What you will do -
Copy out every line in the entries below that contains the string "front".

Supplied records -
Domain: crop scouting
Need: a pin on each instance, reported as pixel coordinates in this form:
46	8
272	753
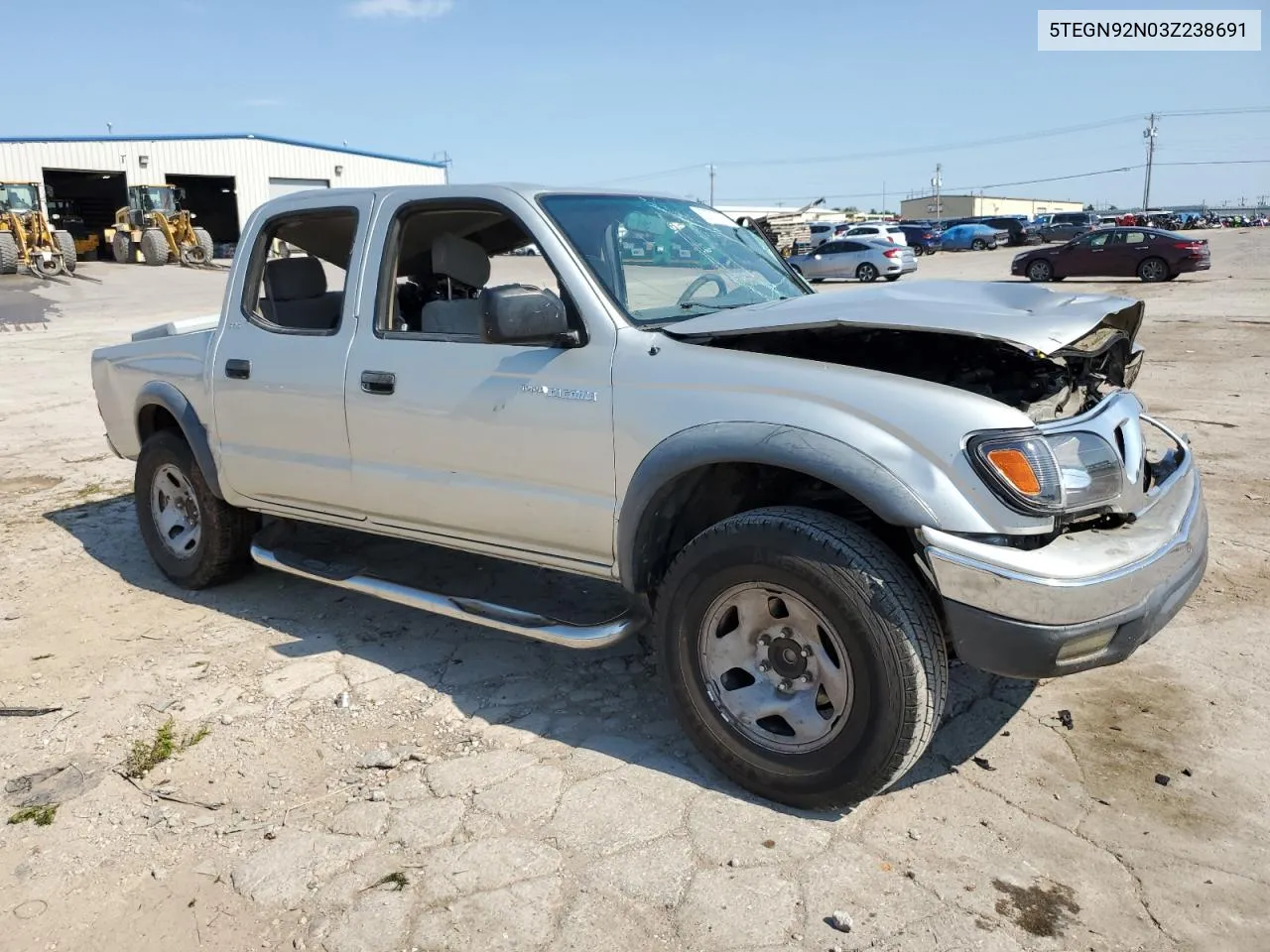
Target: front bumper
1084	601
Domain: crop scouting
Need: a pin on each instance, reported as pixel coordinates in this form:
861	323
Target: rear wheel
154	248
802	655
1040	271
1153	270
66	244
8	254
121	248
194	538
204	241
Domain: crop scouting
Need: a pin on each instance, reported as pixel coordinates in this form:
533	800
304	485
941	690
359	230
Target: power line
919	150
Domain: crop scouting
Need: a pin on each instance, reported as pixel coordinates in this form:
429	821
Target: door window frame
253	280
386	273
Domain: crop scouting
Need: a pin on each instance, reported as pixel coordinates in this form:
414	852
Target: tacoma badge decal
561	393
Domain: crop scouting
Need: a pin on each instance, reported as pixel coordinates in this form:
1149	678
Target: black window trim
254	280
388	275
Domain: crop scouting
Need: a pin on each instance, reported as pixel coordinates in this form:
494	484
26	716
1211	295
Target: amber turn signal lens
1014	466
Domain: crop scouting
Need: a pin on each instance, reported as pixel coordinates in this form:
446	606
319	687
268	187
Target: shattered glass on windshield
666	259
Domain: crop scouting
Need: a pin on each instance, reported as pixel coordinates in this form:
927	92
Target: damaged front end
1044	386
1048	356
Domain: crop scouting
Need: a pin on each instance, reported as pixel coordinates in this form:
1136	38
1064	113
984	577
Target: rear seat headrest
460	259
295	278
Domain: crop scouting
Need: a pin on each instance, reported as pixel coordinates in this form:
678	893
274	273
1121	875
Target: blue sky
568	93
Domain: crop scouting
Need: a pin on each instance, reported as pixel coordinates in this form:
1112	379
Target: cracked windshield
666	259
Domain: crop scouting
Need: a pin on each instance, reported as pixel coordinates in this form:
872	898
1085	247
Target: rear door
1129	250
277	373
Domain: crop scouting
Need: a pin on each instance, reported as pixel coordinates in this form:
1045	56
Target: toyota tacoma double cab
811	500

Written response -
Target: front bumper
Target: damaged front end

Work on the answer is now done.